** Start **

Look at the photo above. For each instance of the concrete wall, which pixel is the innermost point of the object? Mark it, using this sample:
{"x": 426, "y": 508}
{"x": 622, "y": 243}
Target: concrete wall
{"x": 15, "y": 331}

** End **

THE REQUEST = Rewrite the lines above, substituting "brick wall" for every occurrence of "concrete wall" and leaving everything else as it stands.

WRITTEN RESPONSE =
Look at the photo above. For each instance of the brick wall, which pixel is the innermost point of the object? Mark it, using this sample:
{"x": 426, "y": 508}
{"x": 622, "y": 243}
Target: brick wall
{"x": 15, "y": 331}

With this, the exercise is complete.